PROVIDED DATA.
☆ ☆ ☆ ☆ ☆ ☆ ☆

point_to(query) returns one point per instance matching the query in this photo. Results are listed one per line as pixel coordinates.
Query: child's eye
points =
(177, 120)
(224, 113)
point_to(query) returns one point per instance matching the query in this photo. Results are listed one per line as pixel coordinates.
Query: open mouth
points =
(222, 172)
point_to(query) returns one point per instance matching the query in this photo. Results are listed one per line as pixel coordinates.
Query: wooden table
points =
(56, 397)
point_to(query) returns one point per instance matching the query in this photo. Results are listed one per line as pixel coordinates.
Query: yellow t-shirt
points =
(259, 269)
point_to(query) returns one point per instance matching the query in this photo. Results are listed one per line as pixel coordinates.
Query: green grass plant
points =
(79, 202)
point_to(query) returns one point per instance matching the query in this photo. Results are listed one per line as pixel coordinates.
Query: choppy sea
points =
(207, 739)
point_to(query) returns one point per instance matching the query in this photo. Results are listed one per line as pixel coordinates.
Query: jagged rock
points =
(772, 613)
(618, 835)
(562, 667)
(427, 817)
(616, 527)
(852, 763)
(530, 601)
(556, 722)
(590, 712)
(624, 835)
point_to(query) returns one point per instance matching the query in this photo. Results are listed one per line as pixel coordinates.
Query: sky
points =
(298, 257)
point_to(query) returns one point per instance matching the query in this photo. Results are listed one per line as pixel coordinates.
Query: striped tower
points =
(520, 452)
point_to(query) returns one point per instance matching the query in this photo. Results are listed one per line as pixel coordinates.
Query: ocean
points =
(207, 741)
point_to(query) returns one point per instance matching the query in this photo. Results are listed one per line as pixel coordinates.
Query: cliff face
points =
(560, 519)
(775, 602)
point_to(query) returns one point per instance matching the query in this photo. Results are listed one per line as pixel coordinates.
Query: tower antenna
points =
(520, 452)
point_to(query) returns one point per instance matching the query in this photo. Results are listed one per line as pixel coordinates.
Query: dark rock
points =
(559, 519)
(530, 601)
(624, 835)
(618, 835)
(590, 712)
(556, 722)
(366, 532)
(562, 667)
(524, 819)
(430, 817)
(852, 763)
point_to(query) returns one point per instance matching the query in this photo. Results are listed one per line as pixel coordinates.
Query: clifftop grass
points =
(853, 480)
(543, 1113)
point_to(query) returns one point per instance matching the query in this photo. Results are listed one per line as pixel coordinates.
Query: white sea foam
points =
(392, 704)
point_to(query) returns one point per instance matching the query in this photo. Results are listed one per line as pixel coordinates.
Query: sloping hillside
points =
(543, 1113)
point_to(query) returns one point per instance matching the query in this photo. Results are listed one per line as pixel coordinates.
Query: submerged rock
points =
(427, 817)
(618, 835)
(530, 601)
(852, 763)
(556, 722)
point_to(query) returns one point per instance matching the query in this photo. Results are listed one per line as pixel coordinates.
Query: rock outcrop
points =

☆ ☆ ☆ ☆ ☆ ☆ ☆

EXERCISE DIRECTIONS.
Every record in the listing above is to be copied exactly.

COMPLETED EXERCISE.
point_to(query) returns one point per instance matching the query in this photo. Results are listed one per line as pixel coordinates.
Query: child's eye
points =
(177, 120)
(224, 113)
point_to(query) returns one point per instance matching the query in this photo. Results are listed one per line as pixel coordinates.
Query: open mouth
points =
(222, 172)
point_to(query) returns one point per instance matching the query in this photo. Results are listed one per line as pixel coordinates.
Query: wooden table
points =
(56, 397)
point_to(query) returns one point per instance matching the query in this photo. Results are listed one per line as pixel coordinates.
Query: yellow t-shirt
points =
(259, 269)
point_to(query) returns one point per instance matching the query in this photo. Results are listed one per line as pixel coordinates.
Query: green grass plant
points =
(79, 202)
point_to(query) returns one point per instance matching the query in this photo. Results are listed one per line as pixel coordinates.
Query: choppy sea
points =
(207, 739)
point_to(query) returns one point per instance matching the query in this photo. Results are listed one per line as pixel coordinates.
Query: jagged rock
points =
(772, 613)
(618, 835)
(562, 667)
(427, 817)
(616, 527)
(852, 763)
(530, 601)
(556, 722)
(590, 712)
(624, 835)
point_to(query) returns one point per instance matching the query in this photo. Results are listed one per line as pixel coordinates.
Query: sky
points =
(298, 257)
point_to(query) returns one point per instance matching the query in this photo. Results are listed one per line as pixel coordinates.
Query: striped tower
points =
(520, 452)
point_to(query) returns one point per instance matching the query in this photo. Results are listed one per line as pixel coordinates.
Query: ocean
points =
(207, 741)
point_to(query) returns one point per instance matching the query in this photo. Results are listed one per line as pixel coordinates.
Query: cliff face
points =
(560, 519)
(775, 602)
point_to(query) returns one point per instance matching the query in this photo. Results are listed one per line as pixel coordinates.
Query: tower antenna
points =
(520, 452)
point_to(query) returns one point per instance matching the query in this photo. Results are listed one per line as pixel coordinates.
Query: dark rock
points =
(559, 519)
(530, 601)
(624, 835)
(618, 835)
(590, 712)
(556, 722)
(366, 532)
(562, 667)
(524, 819)
(430, 817)
(852, 763)
point_to(query) returns one point per instance matching the query in this photo. Results are listed one per line as pixel coordinates.
Query: clifftop grass
points =
(853, 480)
(543, 1113)
point_to(query) returns one point per instance matching the query in this photo. Results are listed one per line as pixel coordinates.
Query: white sea foam
points =
(392, 704)
point_to(query) returns one point per instance matching the query in this photo. Results are listed one per line as pixel coordinates.
Query: sloping hillside
points =
(543, 1113)
point_to(query) returns one point per instance matching the query in this photo. Results are listed one per line as pixel coordinates.
Query: submerged rock
points =
(427, 817)
(618, 835)
(530, 601)
(852, 763)
(556, 722)
point_to(query) returns one point per instance matching the query in this photo. Results are listed one per line as pixel coordinates.
Query: rock outcrop
points =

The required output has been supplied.